* [Provided data]:
--------------------------------------------------

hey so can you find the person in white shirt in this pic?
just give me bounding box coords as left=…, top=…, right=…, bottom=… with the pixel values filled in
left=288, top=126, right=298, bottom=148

--------------------------------------------------

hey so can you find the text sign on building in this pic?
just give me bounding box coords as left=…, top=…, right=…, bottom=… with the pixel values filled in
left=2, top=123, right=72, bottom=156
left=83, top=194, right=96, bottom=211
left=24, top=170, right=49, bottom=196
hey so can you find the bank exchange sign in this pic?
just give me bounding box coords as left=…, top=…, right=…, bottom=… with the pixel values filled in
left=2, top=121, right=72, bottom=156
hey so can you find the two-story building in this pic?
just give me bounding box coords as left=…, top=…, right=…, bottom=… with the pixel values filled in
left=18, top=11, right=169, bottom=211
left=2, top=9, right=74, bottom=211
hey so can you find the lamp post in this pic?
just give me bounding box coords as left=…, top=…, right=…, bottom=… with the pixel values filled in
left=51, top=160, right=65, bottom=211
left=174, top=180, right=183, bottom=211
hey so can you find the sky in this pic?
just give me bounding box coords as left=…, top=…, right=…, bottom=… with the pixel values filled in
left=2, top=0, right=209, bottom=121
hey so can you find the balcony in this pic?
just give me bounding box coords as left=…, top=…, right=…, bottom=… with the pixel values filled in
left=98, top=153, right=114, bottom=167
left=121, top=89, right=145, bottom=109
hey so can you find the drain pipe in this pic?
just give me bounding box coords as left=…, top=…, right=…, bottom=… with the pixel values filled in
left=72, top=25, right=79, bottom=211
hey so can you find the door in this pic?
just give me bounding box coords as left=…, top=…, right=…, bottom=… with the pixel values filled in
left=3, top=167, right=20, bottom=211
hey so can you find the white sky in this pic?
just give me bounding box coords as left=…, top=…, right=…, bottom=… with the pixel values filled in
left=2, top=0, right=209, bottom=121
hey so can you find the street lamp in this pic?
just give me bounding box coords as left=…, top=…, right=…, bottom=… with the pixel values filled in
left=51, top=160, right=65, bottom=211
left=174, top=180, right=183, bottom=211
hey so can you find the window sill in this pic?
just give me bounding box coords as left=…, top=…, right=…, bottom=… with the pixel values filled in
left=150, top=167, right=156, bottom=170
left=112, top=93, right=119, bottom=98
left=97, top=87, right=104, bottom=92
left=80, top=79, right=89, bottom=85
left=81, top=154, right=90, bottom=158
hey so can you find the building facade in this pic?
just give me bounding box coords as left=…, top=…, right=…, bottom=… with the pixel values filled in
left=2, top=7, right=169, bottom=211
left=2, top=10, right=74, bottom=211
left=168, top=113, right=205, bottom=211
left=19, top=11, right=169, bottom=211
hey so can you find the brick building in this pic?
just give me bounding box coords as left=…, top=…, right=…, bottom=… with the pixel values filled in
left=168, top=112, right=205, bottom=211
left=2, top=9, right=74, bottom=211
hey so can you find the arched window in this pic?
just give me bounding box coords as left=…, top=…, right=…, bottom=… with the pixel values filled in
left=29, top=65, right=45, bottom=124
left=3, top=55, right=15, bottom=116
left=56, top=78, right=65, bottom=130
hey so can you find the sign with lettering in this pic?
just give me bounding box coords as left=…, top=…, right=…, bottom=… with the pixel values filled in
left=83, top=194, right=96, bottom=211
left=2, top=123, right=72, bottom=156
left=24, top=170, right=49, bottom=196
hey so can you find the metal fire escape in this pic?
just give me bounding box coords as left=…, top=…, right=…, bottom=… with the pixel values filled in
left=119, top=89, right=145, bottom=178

--------------------------------------------------

* [What to work on]: Copy out the lines of the records above in which the string "window" appears.

* [Output below]:
hey so can you find the window sill in this pic?
hey so can you find the arched window in this pic?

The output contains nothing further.